- The exercise -
Repeat verbatim the lines from the line containing "Isolate green moss" to the line containing "[[619, 0, 1269, 589]]", including both of those lines.

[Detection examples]
++++++++
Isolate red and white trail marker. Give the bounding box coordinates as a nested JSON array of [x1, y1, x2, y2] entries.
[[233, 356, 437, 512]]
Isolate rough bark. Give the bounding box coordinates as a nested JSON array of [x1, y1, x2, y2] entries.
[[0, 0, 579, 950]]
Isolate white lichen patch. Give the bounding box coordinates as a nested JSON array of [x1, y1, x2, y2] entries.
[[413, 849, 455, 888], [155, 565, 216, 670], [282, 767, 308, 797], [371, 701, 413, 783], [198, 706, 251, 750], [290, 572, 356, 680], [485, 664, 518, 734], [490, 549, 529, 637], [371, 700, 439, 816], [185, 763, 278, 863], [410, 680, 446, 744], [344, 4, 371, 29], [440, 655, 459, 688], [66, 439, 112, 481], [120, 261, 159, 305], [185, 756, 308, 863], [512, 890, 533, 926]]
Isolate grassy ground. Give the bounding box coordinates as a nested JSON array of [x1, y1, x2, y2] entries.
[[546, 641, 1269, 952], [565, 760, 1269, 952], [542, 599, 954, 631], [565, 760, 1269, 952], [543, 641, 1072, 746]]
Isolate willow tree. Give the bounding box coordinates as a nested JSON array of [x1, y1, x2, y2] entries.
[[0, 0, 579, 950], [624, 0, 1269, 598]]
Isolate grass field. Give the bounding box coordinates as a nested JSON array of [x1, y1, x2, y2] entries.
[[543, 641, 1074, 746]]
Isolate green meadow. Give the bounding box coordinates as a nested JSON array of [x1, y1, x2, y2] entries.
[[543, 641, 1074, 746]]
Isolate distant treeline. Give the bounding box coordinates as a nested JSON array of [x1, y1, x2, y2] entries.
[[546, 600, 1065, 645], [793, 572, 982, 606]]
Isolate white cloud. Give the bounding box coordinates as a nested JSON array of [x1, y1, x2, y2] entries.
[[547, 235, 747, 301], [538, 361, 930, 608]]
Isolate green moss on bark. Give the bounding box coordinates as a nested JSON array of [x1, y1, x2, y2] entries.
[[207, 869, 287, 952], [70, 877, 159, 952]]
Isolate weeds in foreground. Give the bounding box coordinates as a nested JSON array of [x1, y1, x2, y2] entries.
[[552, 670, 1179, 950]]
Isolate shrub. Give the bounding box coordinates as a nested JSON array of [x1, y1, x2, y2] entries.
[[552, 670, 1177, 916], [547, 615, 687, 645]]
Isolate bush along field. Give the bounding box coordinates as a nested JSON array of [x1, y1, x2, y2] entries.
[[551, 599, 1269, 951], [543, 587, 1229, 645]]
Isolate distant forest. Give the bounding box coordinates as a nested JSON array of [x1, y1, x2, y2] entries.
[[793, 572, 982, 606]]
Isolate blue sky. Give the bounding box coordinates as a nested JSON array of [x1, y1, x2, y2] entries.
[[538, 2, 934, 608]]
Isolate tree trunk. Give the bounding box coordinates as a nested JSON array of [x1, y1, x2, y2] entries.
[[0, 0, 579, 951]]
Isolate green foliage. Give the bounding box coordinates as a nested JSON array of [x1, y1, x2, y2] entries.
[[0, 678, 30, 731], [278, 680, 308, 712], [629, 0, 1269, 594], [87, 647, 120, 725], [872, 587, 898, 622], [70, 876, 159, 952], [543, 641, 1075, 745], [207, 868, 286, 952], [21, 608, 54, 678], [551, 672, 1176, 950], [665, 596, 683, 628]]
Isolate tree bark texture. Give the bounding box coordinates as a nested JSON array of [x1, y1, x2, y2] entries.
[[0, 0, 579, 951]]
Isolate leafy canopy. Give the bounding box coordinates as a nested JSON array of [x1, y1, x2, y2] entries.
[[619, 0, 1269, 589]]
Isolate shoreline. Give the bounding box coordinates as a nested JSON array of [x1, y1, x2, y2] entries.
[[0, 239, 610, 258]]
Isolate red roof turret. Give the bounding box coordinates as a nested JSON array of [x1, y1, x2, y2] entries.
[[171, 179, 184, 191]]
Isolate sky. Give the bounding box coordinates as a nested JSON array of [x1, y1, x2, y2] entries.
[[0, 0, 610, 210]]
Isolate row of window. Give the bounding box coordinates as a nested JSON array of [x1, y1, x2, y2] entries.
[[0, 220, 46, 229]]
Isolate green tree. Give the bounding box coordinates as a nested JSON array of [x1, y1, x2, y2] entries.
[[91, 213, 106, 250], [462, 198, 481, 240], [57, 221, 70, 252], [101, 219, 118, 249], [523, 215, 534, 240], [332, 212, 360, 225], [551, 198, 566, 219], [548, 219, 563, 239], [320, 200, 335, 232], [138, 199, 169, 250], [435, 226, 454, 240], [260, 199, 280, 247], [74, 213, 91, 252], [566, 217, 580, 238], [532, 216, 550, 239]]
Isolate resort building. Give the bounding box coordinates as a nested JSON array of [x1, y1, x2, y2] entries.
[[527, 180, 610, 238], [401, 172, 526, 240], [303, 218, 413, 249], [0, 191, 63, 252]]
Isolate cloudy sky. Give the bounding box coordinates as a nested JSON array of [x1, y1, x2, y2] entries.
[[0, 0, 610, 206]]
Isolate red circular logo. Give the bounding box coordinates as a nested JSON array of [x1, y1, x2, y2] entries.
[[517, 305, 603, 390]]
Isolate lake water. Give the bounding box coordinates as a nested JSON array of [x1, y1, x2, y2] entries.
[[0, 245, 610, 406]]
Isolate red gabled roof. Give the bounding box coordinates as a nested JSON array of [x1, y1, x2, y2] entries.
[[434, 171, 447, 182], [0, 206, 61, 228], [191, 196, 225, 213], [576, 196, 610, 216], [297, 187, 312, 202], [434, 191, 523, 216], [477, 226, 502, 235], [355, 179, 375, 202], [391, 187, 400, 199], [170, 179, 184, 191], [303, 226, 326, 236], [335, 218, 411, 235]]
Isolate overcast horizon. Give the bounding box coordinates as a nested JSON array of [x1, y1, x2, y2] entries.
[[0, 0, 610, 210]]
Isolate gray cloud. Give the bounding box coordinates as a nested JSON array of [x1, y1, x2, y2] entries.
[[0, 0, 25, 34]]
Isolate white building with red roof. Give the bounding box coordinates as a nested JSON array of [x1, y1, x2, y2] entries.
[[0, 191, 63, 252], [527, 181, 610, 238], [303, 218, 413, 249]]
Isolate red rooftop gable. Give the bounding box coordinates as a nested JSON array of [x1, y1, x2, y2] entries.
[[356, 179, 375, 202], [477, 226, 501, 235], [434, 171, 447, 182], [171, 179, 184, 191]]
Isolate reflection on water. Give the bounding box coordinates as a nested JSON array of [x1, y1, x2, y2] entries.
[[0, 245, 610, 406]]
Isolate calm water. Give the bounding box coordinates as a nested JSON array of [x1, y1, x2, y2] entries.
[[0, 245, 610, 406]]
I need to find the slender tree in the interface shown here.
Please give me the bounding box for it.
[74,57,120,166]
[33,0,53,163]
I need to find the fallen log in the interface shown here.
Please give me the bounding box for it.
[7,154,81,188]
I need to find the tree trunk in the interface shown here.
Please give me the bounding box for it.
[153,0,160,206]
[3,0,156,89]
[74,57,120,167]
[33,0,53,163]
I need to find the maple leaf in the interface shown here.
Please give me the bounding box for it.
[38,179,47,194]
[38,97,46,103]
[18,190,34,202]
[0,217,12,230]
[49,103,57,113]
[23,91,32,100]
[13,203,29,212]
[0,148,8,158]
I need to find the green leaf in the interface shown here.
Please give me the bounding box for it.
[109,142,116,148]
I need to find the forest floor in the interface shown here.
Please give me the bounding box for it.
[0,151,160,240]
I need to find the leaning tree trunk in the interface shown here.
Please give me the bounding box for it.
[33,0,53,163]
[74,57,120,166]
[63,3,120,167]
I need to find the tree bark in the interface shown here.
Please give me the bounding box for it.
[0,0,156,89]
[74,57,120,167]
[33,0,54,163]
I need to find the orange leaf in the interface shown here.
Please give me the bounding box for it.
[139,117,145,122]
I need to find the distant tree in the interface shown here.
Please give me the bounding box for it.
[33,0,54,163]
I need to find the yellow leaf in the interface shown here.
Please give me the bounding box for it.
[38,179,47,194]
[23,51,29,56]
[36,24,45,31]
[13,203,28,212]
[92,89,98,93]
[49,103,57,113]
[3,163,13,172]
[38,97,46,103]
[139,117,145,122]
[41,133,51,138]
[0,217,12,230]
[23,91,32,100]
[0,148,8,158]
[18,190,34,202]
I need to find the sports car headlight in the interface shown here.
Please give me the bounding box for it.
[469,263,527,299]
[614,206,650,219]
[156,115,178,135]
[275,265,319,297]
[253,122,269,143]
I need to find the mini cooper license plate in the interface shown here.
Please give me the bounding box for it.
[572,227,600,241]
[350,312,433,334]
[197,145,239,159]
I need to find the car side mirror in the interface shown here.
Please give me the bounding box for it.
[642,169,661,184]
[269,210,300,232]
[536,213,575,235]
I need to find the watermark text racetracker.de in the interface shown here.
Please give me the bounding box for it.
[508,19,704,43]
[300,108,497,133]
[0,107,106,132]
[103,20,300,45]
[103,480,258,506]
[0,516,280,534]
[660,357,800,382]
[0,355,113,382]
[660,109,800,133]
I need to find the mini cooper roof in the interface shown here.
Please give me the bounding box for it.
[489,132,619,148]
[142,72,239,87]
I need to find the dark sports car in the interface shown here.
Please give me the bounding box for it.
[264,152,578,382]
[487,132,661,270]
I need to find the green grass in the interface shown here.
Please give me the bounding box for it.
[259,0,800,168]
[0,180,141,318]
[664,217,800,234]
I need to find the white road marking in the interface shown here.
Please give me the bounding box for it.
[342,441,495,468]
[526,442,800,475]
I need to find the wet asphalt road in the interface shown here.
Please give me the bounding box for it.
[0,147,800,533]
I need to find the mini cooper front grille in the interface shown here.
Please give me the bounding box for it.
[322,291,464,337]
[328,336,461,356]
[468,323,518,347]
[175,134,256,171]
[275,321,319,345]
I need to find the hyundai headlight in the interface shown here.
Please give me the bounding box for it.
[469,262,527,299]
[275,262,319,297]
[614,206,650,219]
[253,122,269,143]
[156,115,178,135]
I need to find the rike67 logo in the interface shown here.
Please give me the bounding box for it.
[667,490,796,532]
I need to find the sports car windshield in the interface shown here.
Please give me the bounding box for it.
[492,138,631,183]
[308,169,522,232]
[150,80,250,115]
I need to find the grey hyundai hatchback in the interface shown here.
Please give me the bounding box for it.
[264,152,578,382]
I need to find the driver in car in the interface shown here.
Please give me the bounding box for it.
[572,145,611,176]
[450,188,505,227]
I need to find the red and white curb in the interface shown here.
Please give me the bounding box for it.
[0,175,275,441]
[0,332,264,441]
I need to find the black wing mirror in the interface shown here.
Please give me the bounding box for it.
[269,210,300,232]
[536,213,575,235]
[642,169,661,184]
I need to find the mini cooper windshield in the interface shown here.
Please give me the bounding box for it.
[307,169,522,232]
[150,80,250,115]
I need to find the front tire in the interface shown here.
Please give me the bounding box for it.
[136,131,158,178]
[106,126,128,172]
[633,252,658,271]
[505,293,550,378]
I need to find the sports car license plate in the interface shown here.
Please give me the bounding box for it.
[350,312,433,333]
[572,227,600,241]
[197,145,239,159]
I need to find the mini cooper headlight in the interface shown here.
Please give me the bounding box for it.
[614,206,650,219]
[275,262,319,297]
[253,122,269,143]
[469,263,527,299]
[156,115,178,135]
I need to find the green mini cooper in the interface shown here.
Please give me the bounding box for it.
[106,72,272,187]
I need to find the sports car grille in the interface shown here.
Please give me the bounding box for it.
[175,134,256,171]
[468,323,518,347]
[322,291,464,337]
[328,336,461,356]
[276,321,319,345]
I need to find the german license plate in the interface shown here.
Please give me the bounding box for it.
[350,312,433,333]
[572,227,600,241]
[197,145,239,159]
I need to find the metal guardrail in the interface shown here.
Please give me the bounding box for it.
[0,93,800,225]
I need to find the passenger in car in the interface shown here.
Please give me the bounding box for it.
++++++++
- Full response -
Isolate green moss on bark. Give the bounding box coordinates as a nested JSON array of [x1, y1, x2, y2] entries.
[[207, 869, 287, 952], [70, 877, 159, 952]]
Isolate weeds in foreground. Give the bounding box coordinates as a nested JSON array of [x1, y1, x2, y2] entries.
[[552, 670, 1179, 950]]
Isolate shrub. Give the bounding box coordinates as a nested JSON array of [x1, y1, x2, y2] entries.
[[552, 670, 1177, 916], [547, 615, 687, 645]]
Isolate bush along field. Give the bounding box coordinates as a nested JSON array of [x1, y1, x2, y2] entries.
[[551, 599, 1269, 951], [543, 587, 1229, 645]]
Isolate distant forest. Give the bounding box coordinates as a nested JSON array of [x1, y1, x2, y2] entries.
[[793, 572, 982, 606]]
Isolate blue sky. Give the bounding box coordinates as a nested JSON array of [x1, y1, x2, y2] entries.
[[538, 2, 934, 608]]
Isolate tree trunk. Give the bounding box coordinates as a nested JSON array of [x1, y1, x2, y2] entries.
[[0, 0, 579, 951]]
Isolate green foliage. Give the bounding box coordinates as a nested JSON array of [x1, y1, x2, y2] entries.
[[0, 678, 30, 731], [278, 680, 308, 712], [629, 0, 1269, 594], [87, 647, 120, 725], [872, 587, 898, 622], [70, 876, 159, 952], [543, 641, 1075, 745], [207, 868, 286, 952], [21, 608, 54, 678], [551, 672, 1176, 950], [665, 596, 683, 628]]
Isolate tree bark texture. Give the bounding box coordinates as a nested JSON array of [x1, y1, x2, y2] entries.
[[0, 0, 579, 951]]
Isolate leafy canopy. Give the bounding box coordinates as a nested JSON array of [x1, y1, x2, y2] entries.
[[619, 0, 1269, 589]]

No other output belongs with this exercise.